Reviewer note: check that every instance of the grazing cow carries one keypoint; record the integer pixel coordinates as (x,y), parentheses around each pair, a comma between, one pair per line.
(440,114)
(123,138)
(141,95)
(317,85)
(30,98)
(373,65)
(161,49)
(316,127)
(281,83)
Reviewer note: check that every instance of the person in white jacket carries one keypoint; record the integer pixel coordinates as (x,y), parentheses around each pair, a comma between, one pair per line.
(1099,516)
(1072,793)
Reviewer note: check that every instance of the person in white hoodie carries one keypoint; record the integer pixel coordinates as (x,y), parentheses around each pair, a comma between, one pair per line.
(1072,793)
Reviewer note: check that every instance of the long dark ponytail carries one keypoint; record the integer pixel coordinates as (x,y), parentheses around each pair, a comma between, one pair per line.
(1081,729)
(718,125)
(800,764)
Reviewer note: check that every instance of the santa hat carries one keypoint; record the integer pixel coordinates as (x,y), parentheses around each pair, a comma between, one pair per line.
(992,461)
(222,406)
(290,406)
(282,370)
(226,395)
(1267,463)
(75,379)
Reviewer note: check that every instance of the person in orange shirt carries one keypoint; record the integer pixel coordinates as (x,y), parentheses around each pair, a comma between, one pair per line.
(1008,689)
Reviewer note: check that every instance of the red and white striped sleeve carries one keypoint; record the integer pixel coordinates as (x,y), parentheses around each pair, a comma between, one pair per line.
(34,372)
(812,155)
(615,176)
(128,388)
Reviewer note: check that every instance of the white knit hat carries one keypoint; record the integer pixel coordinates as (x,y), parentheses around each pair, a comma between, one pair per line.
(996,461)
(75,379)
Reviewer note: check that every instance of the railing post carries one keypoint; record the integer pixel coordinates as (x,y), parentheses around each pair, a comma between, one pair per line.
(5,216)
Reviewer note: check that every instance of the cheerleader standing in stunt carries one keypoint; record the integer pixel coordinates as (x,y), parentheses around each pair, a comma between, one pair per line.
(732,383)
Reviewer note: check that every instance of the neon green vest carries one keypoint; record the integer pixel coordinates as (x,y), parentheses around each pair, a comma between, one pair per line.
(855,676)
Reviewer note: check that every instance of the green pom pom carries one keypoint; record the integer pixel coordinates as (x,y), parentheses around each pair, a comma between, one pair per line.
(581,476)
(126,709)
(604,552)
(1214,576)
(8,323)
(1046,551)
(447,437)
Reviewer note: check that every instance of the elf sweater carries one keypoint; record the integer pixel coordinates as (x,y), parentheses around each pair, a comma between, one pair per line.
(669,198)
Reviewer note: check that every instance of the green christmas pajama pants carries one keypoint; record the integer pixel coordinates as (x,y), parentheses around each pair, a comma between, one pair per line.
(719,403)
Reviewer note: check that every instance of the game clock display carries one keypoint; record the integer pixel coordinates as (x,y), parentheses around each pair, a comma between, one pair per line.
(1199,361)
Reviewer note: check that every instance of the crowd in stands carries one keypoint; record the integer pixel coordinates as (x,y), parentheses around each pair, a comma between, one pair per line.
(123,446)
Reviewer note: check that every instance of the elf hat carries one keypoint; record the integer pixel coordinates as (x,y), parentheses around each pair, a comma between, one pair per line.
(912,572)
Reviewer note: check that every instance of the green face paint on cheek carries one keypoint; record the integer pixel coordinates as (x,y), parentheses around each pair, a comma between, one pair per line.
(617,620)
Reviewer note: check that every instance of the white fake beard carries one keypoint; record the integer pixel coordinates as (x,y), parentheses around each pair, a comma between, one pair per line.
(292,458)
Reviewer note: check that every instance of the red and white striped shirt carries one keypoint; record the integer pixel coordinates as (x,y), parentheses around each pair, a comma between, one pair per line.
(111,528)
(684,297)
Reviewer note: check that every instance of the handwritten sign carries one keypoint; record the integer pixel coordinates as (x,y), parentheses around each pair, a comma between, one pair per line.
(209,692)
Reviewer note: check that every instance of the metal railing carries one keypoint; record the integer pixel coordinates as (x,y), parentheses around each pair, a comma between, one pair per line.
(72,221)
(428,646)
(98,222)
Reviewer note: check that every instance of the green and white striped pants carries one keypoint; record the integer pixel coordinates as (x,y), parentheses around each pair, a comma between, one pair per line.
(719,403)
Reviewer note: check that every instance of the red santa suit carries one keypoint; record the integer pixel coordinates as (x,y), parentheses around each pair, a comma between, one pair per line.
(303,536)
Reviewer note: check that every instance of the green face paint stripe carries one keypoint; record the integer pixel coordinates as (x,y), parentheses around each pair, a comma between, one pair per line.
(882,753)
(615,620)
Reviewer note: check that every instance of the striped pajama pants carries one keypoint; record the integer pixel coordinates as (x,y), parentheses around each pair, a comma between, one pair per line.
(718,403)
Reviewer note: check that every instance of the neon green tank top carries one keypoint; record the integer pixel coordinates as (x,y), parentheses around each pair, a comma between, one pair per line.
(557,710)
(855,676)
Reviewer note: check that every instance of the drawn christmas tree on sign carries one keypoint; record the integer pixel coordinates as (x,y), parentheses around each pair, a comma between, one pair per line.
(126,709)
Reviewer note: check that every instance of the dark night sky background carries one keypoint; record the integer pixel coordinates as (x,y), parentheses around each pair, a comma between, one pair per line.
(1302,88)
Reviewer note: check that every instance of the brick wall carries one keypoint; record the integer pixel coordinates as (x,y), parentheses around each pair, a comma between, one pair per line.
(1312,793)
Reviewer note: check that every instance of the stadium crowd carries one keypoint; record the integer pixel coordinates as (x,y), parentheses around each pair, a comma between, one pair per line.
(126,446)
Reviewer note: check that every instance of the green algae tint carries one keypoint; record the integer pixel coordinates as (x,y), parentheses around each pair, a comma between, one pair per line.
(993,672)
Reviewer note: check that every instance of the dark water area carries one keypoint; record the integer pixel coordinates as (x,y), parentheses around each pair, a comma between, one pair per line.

**What to do:** Render the records above as a numbered list, omitting any blank lines.

**Solved problem:**
1. Reviewer note: check that every instance of the grazing cow carries one keypoint; record the integer pixel coordinates as (x,y), parentheses around each pair, a comma between, one pair per line.
2. (440,114)
3. (123,138)
4. (141,95)
5. (317,85)
6. (30,98)
7. (373,65)
8. (161,49)
9. (316,127)
10. (281,83)
11. Reviewer note: check that every instance of the person in white jacket carries one keypoint; record the integer pixel coordinates as (x,y), parentheses around each pair, a comma between, one pair per line.
12. (1099,516)
13. (1072,793)
14. Reviewer note: check that every instance of the person in white hoodie carries one keypoint; record the integer pixel coordinates as (x,y), parentheses around each pair, a comma between, one pair per line.
15. (1072,793)
16. Reviewer note: check that every instance of the long dark ponytail carries one keypoint; record the integer pixel coordinates as (x,y), parentheses around each pair, a comma between, one pair per line.
17. (1081,729)
18. (718,125)
19. (800,764)
20. Reviewer note: check that every instance of the santa hat carries one keypoint; record the integer pixel coordinates as (x,y), parentheses around each pair, a comma between, one pair per line.
21. (992,461)
22. (222,406)
23. (290,406)
24. (282,370)
25. (226,395)
26. (1267,463)
27. (75,379)
28. Reviewer note: check that every instance of the person in orange shirt carries one keypoint; record the integer pixel coordinates as (x,y), parentheses around each pair, a comma between, one pair per line.
29. (1008,689)
30. Reviewer note: check that every instance of the red and white striped sleeve carries one keypoint; record the integer pixel coordinates as (x,y), parentheses around each pair, a comma between, one pair per line.
31. (34,372)
32. (812,155)
33. (615,176)
34. (128,388)
35. Reviewer note: check that every instance of the white knit hat carries one keypoint; record the integer pixel coordinates as (x,y), parentheses around each pair, a comma between, one pair per line.
36. (996,461)
37. (75,379)
38. Reviewer note: check that every instance of the railing post carries one keypoint; record the integer pixel coordinates as (x,y), parentheses around each pair, a comma between, one pair per line.
39. (5,216)
40. Reviewer note: check that every instance of the cheerleader standing in stunt carries one keypoint; record the integer pixel coordinates as (x,y), parentheses around each pair, a comma between, one pair per line.
41. (732,383)
42. Reviewer note: check that every instance of the neon green vest carries one keypoint; record the integer pixel coordinates as (x,y), parentheses around each pair, a comma between, one pair per line.
43. (855,676)
44. Reviewer note: check that every instance of the green pom pom carries one keypoint; record the integer pixel coordinates as (x,y), parentheses around each pair, a comma between, one pair per line.
45. (581,476)
46. (126,709)
47. (604,552)
48. (1214,576)
49. (8,323)
50. (1046,551)
51. (447,437)
52. Reviewer note: check that every instance of the elf sweater carries one keypoint; record the integer pixel coordinates as (x,y), parentheses around each pair, a comma between, one pair per line.
53. (669,198)
54. Reviewer note: check that every instance of the green christmas pajama pants carries one keypoint; record the integer pixel coordinates as (x,y), parentheses around each pair, a comma between, one pair per line.
55. (719,403)
56. Reviewer note: check that every instance of the game clock display carries one keypoint; record the integer pixel coordinates as (x,y), parentheses around each pair, a comma between, one pair per line.
57. (1199,361)
58. Reviewer note: check that every instance of the crowd in stands carries one keypoint; record the integer pixel coordinates as (x,y), parentheses around each pair, a comma between, one pair per line.
59. (123,446)
60. Reviewer note: check that every instance of the elf hat carries one keypoint; record the integer pixel coordinates as (x,y), parentheses around each pair, a comma between, one pair per line.
61. (912,572)
62. Reviewer note: check that every instance of the green face paint on cheek carries one keypoint; record the integer pixel coordinates as (x,y), parentheses around each pair, a comma between, one pair per line.
63. (617,620)
64. Reviewer note: check that every instance of the white fake beard carries one keypoint; record the integer pixel coordinates as (x,y), parentheses around each pair, a comma between, one pair per line.
65. (292,458)
66. Reviewer note: check that every instance of the red and white striped shirt carries one keypoint; record the integer pixel coordinates as (x,y), parentheses around each pair, a comma between, one pair per line.
67. (111,528)
68. (684,297)
69. Reviewer note: check that every instance of the handwritten sign carries one keypoint; record the integer pixel coordinates as (x,y), parentheses around each pair, a comma between, one pair per line.
70. (209,692)
71. Reviewer note: check that every instance of the metal railing carries one keypoint; record the integer pixel coordinates as (x,y), parentheses around each pair, a comma between, one pair per line.
72. (72,221)
73. (428,646)
74. (98,222)
75. Reviewer note: check that every instance of the green and white striped pants carries one keypoint; record the integer pixel coordinates as (x,y), parentheses around each pair, a comma between, one pair per line.
76. (719,403)
77. Reviewer note: check that every instance of the red santa suit carries one keypoint; record the integer pixel coordinates as (x,y), parentheses around each pair, a comma between, one pair per line.
78. (303,536)
79. Reviewer note: check that every instance of the green face paint stripe carries one keypoint; record the integer pixel coordinates as (x,y), parentheses around each pair, a comma between, one pair per line.
80. (882,753)
81. (615,620)
82. Reviewer note: check that every instance of the striped pajama pants carries one keypoint; record the integer pixel coordinates as (x,y), parentheses around each pair, a comma between, one pair per line.
83. (718,403)
84. Reviewer note: check that every instance of the neon green tank top carries one keypoint; record the integer pixel coordinates as (x,y), parentheses around each pair, a comma between, one pair per line.
85. (557,710)
86. (855,676)
87. Reviewer note: check that every instance of the drawn christmas tree on sign carries one keypoint; record the integer pixel coordinates as (x,y), parentheses around each pair, a comma between, one pair per line.
88. (126,709)
89. Reviewer note: check that every instance of the dark night sky background carries one keypoint; record the integer pixel coordinates as (x,y), parentheses around each pair, a comma between, one pair per line.
90. (1302,88)
91. Reviewer note: check that every instance of the brick wall carries one keypoint; record the integer pixel coordinates as (x,y), parentheses around each pair, a comma between, one pair per line.
92. (1312,793)
93. Reviewer note: check that every instance of the stadium crowd carries one keypoint; record the integer pixel coordinates as (x,y), parentheses around each pair, a comma between, one pair per line.
94. (126,446)
95. Reviewer note: check that every instance of the green algae tint carries one keypoint; record the integer pixel coordinates as (x,y), parentheses around each pair, a comma between, one pair per line.
96. (993,672)
97. Reviewer note: check that every instance of the dark water area carries one keypoint; record the integer pixel coordinates as (x,y), parentheses around each pair, a comma between, one pair per line.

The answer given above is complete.